**WHAT IS NEEDED:** Select and copy each line of the material below that contains the string "mule". Case counts, so uppercase and lowercase letters must match exactly.

**Stored data entries:**
--------
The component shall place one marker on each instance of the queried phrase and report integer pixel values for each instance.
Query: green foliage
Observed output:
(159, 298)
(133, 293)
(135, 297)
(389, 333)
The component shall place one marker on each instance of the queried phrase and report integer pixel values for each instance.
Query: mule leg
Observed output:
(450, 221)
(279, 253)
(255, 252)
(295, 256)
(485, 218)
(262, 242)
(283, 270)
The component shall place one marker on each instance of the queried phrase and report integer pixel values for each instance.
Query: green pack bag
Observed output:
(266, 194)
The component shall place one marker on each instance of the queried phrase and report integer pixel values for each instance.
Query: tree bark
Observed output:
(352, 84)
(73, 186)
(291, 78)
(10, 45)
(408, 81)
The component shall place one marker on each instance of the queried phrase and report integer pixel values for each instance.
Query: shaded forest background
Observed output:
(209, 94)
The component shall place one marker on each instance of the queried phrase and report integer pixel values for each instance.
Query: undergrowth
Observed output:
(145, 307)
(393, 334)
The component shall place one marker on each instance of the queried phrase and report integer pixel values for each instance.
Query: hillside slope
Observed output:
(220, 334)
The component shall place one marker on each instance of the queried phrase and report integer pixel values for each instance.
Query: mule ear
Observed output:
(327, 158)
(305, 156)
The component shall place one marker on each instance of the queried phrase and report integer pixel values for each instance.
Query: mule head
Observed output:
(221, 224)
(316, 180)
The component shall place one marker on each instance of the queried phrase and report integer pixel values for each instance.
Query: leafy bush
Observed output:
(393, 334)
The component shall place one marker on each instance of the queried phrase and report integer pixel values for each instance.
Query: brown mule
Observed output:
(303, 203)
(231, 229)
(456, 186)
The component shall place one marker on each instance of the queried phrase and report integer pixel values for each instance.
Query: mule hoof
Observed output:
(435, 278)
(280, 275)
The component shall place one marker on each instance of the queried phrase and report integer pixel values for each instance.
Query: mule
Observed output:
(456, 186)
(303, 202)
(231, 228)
--------
**FINISHED ANSWER:**
Query: mule leg
Query: mule ear
Query: mule head
Query: brown mule
Query: mule hoof
Query: mule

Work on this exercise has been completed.